EXCERPTED PASSAGE -
Playing with Bayesian Causal Graphs.

The main references have so far been the following:

References

References for the dowhy package:

Material which helped my introductory reading so far by :

Brief list of concepts I found useful:

  • at the center of interest is the calculation of potential outcomes / counterfactuals $\rightarrow$ what Y would have been if X would have been different (so everything after all observations are done) $\rightarrow$ so we may want to know if a certain drug was taken or a placebo and measure the difference in effect
  • potential outcomes and counterfactuals can be seen as being the same thing, see Rubin et al. 2005 (really more of a useful thing know when reading the literature - man was I confused before knowing this)
  • potential outcomes can be calculated without using a graphical model but graphical models help by guiding which variables should be conditioned on legally
  • graphical models themselves require justification

Technical note: In order to run this notebook, you'll need a symbolic link from /notebooks/bcg to ./bcg.

Small example using $ Y = a \cdot X_0 ^ b + c + X_1 $ to generate observations

n = 1000
a,b,c = 1.5, 1., 0
target = 'Y'
obs = pd.DataFrame(columns=['X0', 'X1', target])
obs['X0'] = stats.uniform.rvs(loc=-1, scale=2, size=n)
# obs['X1'] = stats.norm.rvs(loc=0, scale=.1, size=n)
obs['X1'] = stats.uniform.rvs(loc=-.5, scale=1, size=n)
obs[target] = a * obs.X0 ** b + c + obs.X1

obs.head()
X0 X1 Y
0 -0.806061 0.370908 -0.838184
1 0.667759 0.228029 1.229667
2 0.158370 0.352362 0.589917
3 0.103955 -0.018955 0.136977
4 -0.755793 -0.387319 -1.521008

Inspecting the observed data

plot_target_vs_rest(obs)
plot_var_hists(obs)
show_correlations(obs)

Generating the probably simplest possible causal graphical model

gg = GraphGenerator(obs)
print(f'target var: {gg.target}, not target vars: {", ".join(gg.not_targets)}')
target var: Y, not target vars: X0, X1
g = gg.get_only_Xi_to_Y()
gml = gg.get_gml(g)
gg.vis_g(g)
treatment = ['X0', ] # 'X1'
causal_model = dw.CausalModel(data=obs,  treatment=treatment, 
                              outcome=target, graph=gml)

PARTS OF THE EXERCISE -
a – Translate this sentence from the notebook on Bayesian causal graphs into Spanish: "Technical note: In order to run this notebook, you'll need a symbolic link from /notebooks/bcg to ./bcg."
b – From the notebook on Bayesian causal graphs, extract the passage between "plot_var_hists(obs)" and "gml = gg.get_gml(g)", inclusive.
Work only from the notebook on Bayesian causal graphs.

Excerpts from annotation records
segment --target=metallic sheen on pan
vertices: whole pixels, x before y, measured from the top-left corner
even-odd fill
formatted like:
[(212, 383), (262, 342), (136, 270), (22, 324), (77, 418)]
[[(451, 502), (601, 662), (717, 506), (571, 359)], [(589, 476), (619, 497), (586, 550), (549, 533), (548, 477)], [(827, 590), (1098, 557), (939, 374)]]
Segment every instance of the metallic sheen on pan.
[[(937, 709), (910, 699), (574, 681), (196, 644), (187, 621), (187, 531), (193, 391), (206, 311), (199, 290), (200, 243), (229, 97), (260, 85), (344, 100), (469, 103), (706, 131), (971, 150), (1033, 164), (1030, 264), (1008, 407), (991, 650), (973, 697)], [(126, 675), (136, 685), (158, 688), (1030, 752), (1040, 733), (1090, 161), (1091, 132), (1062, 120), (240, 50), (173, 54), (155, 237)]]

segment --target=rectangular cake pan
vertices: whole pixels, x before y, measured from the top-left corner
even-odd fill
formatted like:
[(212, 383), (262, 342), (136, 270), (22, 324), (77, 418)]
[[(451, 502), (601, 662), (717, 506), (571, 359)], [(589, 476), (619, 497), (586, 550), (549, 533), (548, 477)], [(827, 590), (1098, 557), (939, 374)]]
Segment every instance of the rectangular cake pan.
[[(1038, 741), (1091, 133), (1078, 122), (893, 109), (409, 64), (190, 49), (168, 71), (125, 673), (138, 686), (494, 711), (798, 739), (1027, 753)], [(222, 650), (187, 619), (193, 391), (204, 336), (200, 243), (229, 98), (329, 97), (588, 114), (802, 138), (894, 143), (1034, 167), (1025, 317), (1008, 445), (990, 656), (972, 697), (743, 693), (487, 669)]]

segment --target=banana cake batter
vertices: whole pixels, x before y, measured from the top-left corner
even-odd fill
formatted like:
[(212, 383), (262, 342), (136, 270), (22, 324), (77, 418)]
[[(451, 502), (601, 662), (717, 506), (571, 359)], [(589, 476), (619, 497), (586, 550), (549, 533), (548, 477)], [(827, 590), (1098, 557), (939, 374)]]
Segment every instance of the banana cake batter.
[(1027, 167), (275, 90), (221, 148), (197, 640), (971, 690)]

ANSWERS TO THE EXERCISE -
a – Nota técnica: para ejecutar este cuaderno, necesitarás un enlace simbólico de /notebooks/bcg a ./bcg.

b –
plot_var_hists(obs)
show_correlations(obs)

Generating the probably simplest possible causal graphical model

gg = GraphGenerator(obs)
print(f'target var: {gg.target}, not target vars: {", ".join(gg.not_targets)}')
target var: Y, not target vars: X0, X1
g = gg.get_only_Xi_to_Y()
gml = gg.get_gml(g)